- **Activity**: Present as a numbered list everything from the start of the rows below down to and including the row that contains "positive clicks: (36, 205) (86, 216)", leaving out blank lines and the pictures.

- **Record extracts**:
--

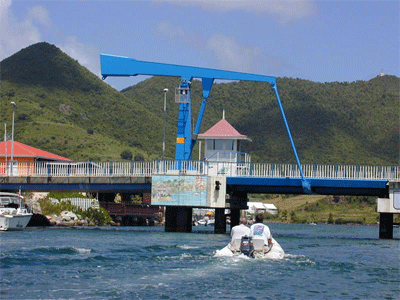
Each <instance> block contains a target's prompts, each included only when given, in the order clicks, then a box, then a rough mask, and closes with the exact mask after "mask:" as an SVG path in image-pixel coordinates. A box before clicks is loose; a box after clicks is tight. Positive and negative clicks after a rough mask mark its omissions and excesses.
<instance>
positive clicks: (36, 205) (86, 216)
mask: <svg viewBox="0 0 400 300" xmlns="http://www.w3.org/2000/svg"><path fill="white" fill-rule="evenodd" d="M66 196H69V197H74V196H78V197H79V198H85V196H84V195H82V194H79V193H49V194H48V195H47V196H46V197H44V198H41V199H37V200H33V199H27V198H26V201H27V204H28V206H29V207H31V210H32V212H33V213H34V216H35V215H36V217H35V218H34V220H32V221H33V222H32V223H33V225H31V226H71V227H73V226H108V225H113V223H114V222H113V220H112V218H111V217H110V215H109V214H108V212H107V211H106V210H105V209H104V208H103V207H99V208H98V209H97V208H92V207H89V208H87V209H85V210H84V209H82V208H81V207H78V206H75V205H72V204H71V201H59V202H54V201H52V200H51V198H53V199H57V200H61V199H63V198H65V197H66ZM28 226H29V224H28Z"/></svg>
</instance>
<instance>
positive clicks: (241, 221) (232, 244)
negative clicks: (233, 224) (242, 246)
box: [229, 218, 250, 250]
mask: <svg viewBox="0 0 400 300" xmlns="http://www.w3.org/2000/svg"><path fill="white" fill-rule="evenodd" d="M247 224H248V222H247V219H246V218H241V219H240V222H239V225H237V226H235V227H233V228H232V230H231V240H230V241H229V247H230V248H231V250H233V247H234V246H233V241H234V240H235V239H239V240H241V238H242V236H245V235H247V236H250V228H249V227H247Z"/></svg>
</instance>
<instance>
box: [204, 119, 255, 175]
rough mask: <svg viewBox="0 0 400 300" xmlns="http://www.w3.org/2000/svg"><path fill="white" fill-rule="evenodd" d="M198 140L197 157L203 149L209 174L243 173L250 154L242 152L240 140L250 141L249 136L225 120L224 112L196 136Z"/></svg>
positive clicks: (246, 165) (228, 173) (242, 140)
mask: <svg viewBox="0 0 400 300" xmlns="http://www.w3.org/2000/svg"><path fill="white" fill-rule="evenodd" d="M197 139H198V140H199V141H200V149H199V159H200V157H201V153H202V151H203V149H202V147H201V141H204V143H205V146H204V156H203V159H205V160H206V161H208V162H209V168H210V169H209V175H214V176H218V175H228V176H229V175H241V174H242V175H244V174H243V172H245V171H246V169H245V168H248V165H246V163H249V162H250V160H251V158H250V154H248V153H245V152H242V149H241V146H242V141H251V139H250V138H249V137H247V136H246V135H243V134H241V133H239V132H238V131H237V130H236V129H235V128H234V127H233V126H232V125H231V124H229V122H228V121H227V120H225V113H224V114H223V117H222V120H220V121H219V122H218V123H216V124H215V125H214V126H212V127H211V128H210V129H208V130H207V131H206V132H204V133H201V134H199V135H198V136H197Z"/></svg>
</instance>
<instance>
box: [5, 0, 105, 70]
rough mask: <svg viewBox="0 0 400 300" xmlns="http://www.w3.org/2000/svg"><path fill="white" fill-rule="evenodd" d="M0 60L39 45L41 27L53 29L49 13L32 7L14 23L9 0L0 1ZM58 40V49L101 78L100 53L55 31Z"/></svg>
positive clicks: (13, 16)
mask: <svg viewBox="0 0 400 300" xmlns="http://www.w3.org/2000/svg"><path fill="white" fill-rule="evenodd" d="M0 1H1V2H0V60H2V59H4V58H7V57H9V56H11V55H13V54H14V53H16V52H18V51H19V50H21V49H22V48H25V47H28V46H30V45H32V44H35V43H39V42H42V41H43V39H42V35H41V33H40V26H38V25H44V26H45V27H46V28H50V29H54V28H52V26H53V25H52V21H51V17H50V14H49V12H48V11H47V10H46V8H44V7H43V6H32V7H29V8H28V9H27V12H28V14H27V17H26V19H24V20H17V19H16V17H15V16H14V14H13V13H12V0H0ZM53 31H55V32H57V38H58V39H59V38H61V40H62V41H61V42H60V44H59V45H57V44H56V46H57V47H59V48H60V49H61V50H62V51H63V52H65V53H67V54H68V55H69V56H71V57H72V58H74V59H76V60H78V62H79V63H80V64H81V65H82V66H84V67H86V68H87V69H89V70H90V71H91V72H93V73H94V74H96V75H98V76H100V63H99V51H98V50H97V49H96V48H95V47H94V46H91V45H86V44H83V43H80V42H78V40H77V38H76V37H75V36H69V37H63V36H62V34H60V33H59V31H58V30H56V29H55V30H53Z"/></svg>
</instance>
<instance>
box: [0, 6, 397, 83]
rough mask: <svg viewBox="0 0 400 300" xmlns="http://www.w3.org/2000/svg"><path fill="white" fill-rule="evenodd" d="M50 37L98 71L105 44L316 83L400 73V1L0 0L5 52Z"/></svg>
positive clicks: (135, 82) (0, 45)
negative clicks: (312, 81)
mask: <svg viewBox="0 0 400 300" xmlns="http://www.w3.org/2000/svg"><path fill="white" fill-rule="evenodd" d="M43 41H45V42H48V43H50V44H54V45H55V46H57V47H59V48H60V49H61V50H62V51H63V52H65V53H66V54H68V55H69V56H71V57H72V58H74V59H76V60H78V62H79V63H80V64H81V65H83V66H85V67H86V68H88V69H89V70H90V71H92V72H93V73H94V74H96V75H98V76H99V77H100V76H101V74H100V73H101V72H100V53H105V54H112V55H120V56H126V57H131V58H135V59H137V60H141V61H151V62H161V63H168V64H178V65H189V66H196V67H204V68H213V69H222V70H231V71H238V72H246V73H254V74H262V75H267V76H276V77H292V78H301V79H307V80H312V81H315V82H332V81H339V82H344V81H347V82H353V81H357V80H369V79H371V78H373V77H376V76H377V75H379V74H380V73H381V72H383V73H385V74H389V75H396V76H397V77H400V66H399V63H400V2H399V1H398V0H393V1H392V0H390V1H382V0H379V1H373V0H354V1H314V0H290V1H287V2H285V1H263V0H255V1H253V0H236V1H235V0H230V1H228V0H214V1H209V0H190V1H189V0H170V1H165V0H147V1H146V0H142V1H128V0H124V1H122V0H112V1H111V0H80V1H72V0H45V1H36V0H29V1H23V0H0V60H3V59H4V58H7V57H9V56H11V55H12V54H14V53H16V52H18V51H19V50H21V49H22V48H25V47H27V46H29V45H32V44H35V43H38V42H43ZM145 78H147V77H145V76H136V77H124V78H111V77H109V78H107V79H106V82H107V83H108V84H110V85H111V86H113V87H114V88H116V89H117V90H122V89H124V88H126V87H129V86H131V85H134V84H136V83H137V82H139V81H141V80H144V79H145Z"/></svg>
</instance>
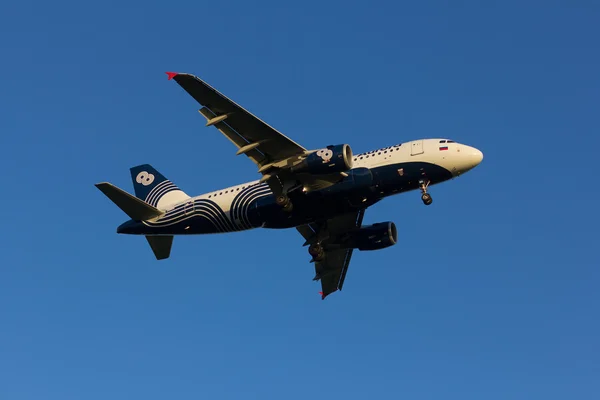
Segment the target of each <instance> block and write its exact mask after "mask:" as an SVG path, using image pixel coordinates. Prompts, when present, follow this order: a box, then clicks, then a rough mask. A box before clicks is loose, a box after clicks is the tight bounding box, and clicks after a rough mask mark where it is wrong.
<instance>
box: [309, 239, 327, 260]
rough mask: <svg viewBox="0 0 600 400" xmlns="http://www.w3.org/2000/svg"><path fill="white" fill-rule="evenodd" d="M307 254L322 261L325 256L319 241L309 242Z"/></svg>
mask: <svg viewBox="0 0 600 400" xmlns="http://www.w3.org/2000/svg"><path fill="white" fill-rule="evenodd" d="M308 254H310V255H311V256H312V258H313V260H314V261H322V260H323V258H324V257H325V250H324V249H323V246H321V244H319V243H314V244H311V245H310V246H309V248H308Z"/></svg>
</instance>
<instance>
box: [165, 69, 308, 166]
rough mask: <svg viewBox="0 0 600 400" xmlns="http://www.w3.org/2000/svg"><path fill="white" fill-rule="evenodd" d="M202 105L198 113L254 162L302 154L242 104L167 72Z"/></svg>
mask: <svg viewBox="0 0 600 400" xmlns="http://www.w3.org/2000/svg"><path fill="white" fill-rule="evenodd" d="M167 75H168V76H169V79H173V80H174V81H175V82H177V83H178V84H179V85H180V86H181V87H182V88H183V89H184V90H185V91H186V92H188V94H189V95H190V96H192V97H193V98H194V99H195V100H196V101H197V102H198V103H200V105H202V106H203V107H202V108H201V109H200V110H199V112H200V113H201V114H202V115H203V116H204V117H205V118H206V119H207V123H206V125H207V126H211V125H214V126H215V127H216V128H217V129H218V130H219V131H221V133H223V135H225V136H226V137H227V138H228V139H229V140H230V141H231V142H233V143H234V144H235V145H236V146H237V147H238V154H246V155H247V156H248V157H249V158H250V159H251V160H252V161H254V162H255V163H256V164H257V165H259V166H263V165H266V164H269V163H273V162H277V161H280V160H285V159H288V158H289V157H293V156H298V155H302V154H304V152H305V151H306V150H305V149H304V148H303V147H302V146H300V145H299V144H297V143H295V142H294V141H292V140H291V139H289V138H288V137H286V136H285V135H283V134H282V133H281V132H279V131H277V130H276V129H274V128H272V127H271V126H269V125H267V124H266V123H265V122H263V121H261V120H260V119H259V118H257V117H256V116H254V115H252V114H251V113H250V112H248V111H246V110H245V109H243V108H242V107H241V106H239V105H238V104H236V103H235V102H233V101H232V100H230V99H228V98H227V97H226V96H225V95H223V94H222V93H219V92H218V91H217V90H216V89H214V88H213V87H211V86H210V85H209V84H208V83H206V82H204V81H203V80H201V79H200V78H198V77H196V76H194V75H191V74H183V73H174V72H167Z"/></svg>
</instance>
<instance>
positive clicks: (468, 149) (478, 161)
mask: <svg viewBox="0 0 600 400" xmlns="http://www.w3.org/2000/svg"><path fill="white" fill-rule="evenodd" d="M467 148H468V151H469V157H470V159H471V163H472V164H473V167H471V168H475V167H476V166H478V165H479V164H481V161H483V153H482V152H481V150H479V149H476V148H475V147H470V146H467Z"/></svg>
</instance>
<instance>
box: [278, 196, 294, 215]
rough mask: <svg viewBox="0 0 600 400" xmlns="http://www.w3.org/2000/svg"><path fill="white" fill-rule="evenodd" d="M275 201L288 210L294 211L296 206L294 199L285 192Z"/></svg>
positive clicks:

--

- **Answer**:
1. Each <instance> block contains a target's prompts, each included only when given, in the order clicks, then a box, then a rough mask, and closes with the exact mask after "mask:" as an SVG path in image-pixel coordinates. A box before clicks is loose; a box after clicks is tight. Positive and negative clicks after a rough mask mark its omissions and excesses.
2. <instance>
3. positive clicks: (36, 205) (86, 216)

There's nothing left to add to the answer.